OBJECTIVES:
1. Translate this sentence from the museum exhibition text into Spanish: The opening night event had Nami Kim as guest of honor, the woman known as a “Mother Teresa” working diligently to curtail the inhumane South Korean dog meat industry.
2. Write a continuation of the museum exhibition text that picks up after its final sentence.
===== PAGE
Designed to raise awareness of the devastation created by marine debris and innovative ways to recycle lost or discarded “ghost” fishing gear, the entire exhibition posits hope: that non-profits and innovators with a heart can challenge our culture’s dependence on harmful waste and byproducts.

 

Across the museum, “Fashion Tails” is a presentation of celebrity-studded photography. A collaboration between the celebrities and animal rescue facilities and curator Eva Danielle, the purpose of these beautiful photography set-pieces is to pay tribute to the plight of pet animals that need homes, and promote the idea of adoption versus euthanasia. From Jason Alexander to Sharon Osburne, from cats to dogs to horses to birds, Danielle has positioned her celebrities and their pets in whimsical, dreamy settings that evoke an ice kingdom, a garden of flowers, a medieval landscape. More simply, there are also charming portraits such as that of subject Ashlynn Yennie cradling a white cat against her chiffon designer dress, or Rhona Mitra astride and embracing her horse.

Also on display in the museum space: an historic S.P.C.A. horse ambulance and a bloodied chicken sculpture “McCruelty: I’m hatin’ it.”

The opening night event had Nami Kim as guest of honor, the woman known as a “Mother Teresa” working diligently to curtail the inhumane South Korean dog meat industry.
==========
===== SUPPLIED RECORDS
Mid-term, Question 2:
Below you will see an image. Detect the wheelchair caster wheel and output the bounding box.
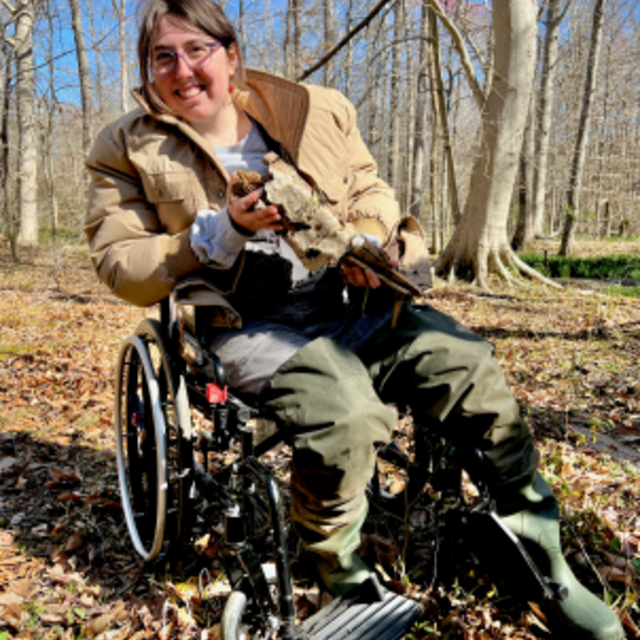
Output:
==========
===== SUPPLIED RECORDS
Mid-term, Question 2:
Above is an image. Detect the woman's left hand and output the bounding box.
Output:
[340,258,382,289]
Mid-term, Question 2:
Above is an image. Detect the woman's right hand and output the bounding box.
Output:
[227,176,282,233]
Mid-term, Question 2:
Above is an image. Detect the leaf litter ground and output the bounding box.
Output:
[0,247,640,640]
==========
===== SUPPLIED RECORDS
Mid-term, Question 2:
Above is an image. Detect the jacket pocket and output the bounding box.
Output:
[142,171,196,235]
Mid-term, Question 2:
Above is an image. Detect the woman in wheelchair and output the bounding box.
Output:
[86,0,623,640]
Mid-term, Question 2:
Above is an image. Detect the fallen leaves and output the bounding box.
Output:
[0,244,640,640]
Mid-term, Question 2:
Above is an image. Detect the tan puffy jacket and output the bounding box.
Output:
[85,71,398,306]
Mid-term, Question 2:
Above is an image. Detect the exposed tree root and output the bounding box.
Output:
==========
ANSWER SET:
1. El evento de la noche de inauguración tuvo como invitada de honor a Nami Kim, la mujer conocida como una «Madre Teresa» que trabaja con diligencia para frenar la inhumana industria surcoreana de la carne de perro.

2.
The opening exhibitions are emblematic of the museum itself, a fascinating hybrid of art and social dedication to a healthy connection with the animal world and animal welfare.

Meanwhile, an opening night fundraising party blossomed under heat lamps in the street outside the museum. The event included some awesome vegan appetizers from Doomie’s, Hugo’s, and Big Mama’s and Pappa’s pizza, gifts of Lush vegan soaps and bath bombs, recycled paper notebooks from Vegan Printer, Tofurkey sausage samples, and holiday-themed craft cocktails provided by a Santa Barbara mixologist the Green Grinch was a personal favorite. Sponsors included A Healthy Pour, Ambroso Tequila, Brit-Tanya Bartending, Hugo’s Restaurant, Essentia Water, Stacy’s Cookie Lounge, Doomie’s Home Cookin’, Mulberry Love, Open Table, Runway Vineyards, and White Tiger Vodka.

The Animal Museum is located at 421 Colyton Street in DTLA’s arts district.